READING TEXT

Echarte, 618 So.2d at 194. In other words, the Legislature envisioned that arbitration under the statute would give injured parties the right to a prompt resolution of their disputes because the defendant would have to admit liability. This in turn would save the injured party costs in the form of increased attorney’s fees and the expenditure of expert witness fees that would otherwise be required in order to prove liability.
It is therefore clear from a full review of the Medical Malpractice Statute that the legislative quid pro quo for patients in exchange for both a substantial limitation on noneconomic damages to a maximum of $250,000 per incident and the right to a jury trial was that a defendant would be required to admit liability. This clearly expressed public policy in the statute, however, has been expressly contravened by the Financial Agreement in this case, which eviscerates statutory rights without providing the injured patient with any of the added benefits or incentives provided for by the Legislature. Further, by requiring arbitration without in turn requiring the counter-balance of the defendant admitting liability, the Financial Agreement undermines the public policy set forth in the statute of reducing attorney’s fees, litigation costs, and delay.

EXERCISE INSTRUCTIONS
- A) Summarize the passage on medical malpractice arbitration in two sentences.
- B) Print the passage on medical malpractice arbitration from "It is therefore" up to and including "costs, and delay.".
The data that comes next plays no role here.

Stored data
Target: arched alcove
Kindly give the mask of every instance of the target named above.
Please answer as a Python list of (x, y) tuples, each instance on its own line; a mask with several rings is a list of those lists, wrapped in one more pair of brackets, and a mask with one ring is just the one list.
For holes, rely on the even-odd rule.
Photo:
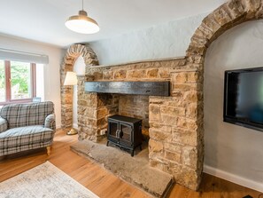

RESPONSES TO THE EXERCISE
- A) The Legislature intended arbitration under the Medical Malpractice Statute to give injured parties a prompt resolution and spare them attorney's and expert witness fees, since defendants would have to admit liability in exchange for patients accepting a $250,000 limit on noneconomic damages and giving up a jury trial. The Financial Agreement in this case contravenes that policy by requiring arbitration without requiring the defendant to admit liability, taking away statutory rights without the benefits the Legislature provided.

- B)
It is therefore clear from a full review of the Medical Malpractice Statute that the legislative quid pro quo for patients in exchange for both a substantial limitation on noneconomic damages to a maximum of $250,000 per incident and the right to a jury trial was that a defendant would be required to admit liability. This clearly expressed public policy in the statute, however, has been expressly contravened by the Financial Agreement in this case, which eviscerates statutory rights without providing the injured patient with any of the added benefits or incentives provided for by the Legislature. Further, by requiring arbitration without in turn requiring the counter-balance of the defendant admitting liability, the Financial Agreement undermines the public policy set forth in the statute of reducing attorney’s fees, litigation costs, and delay.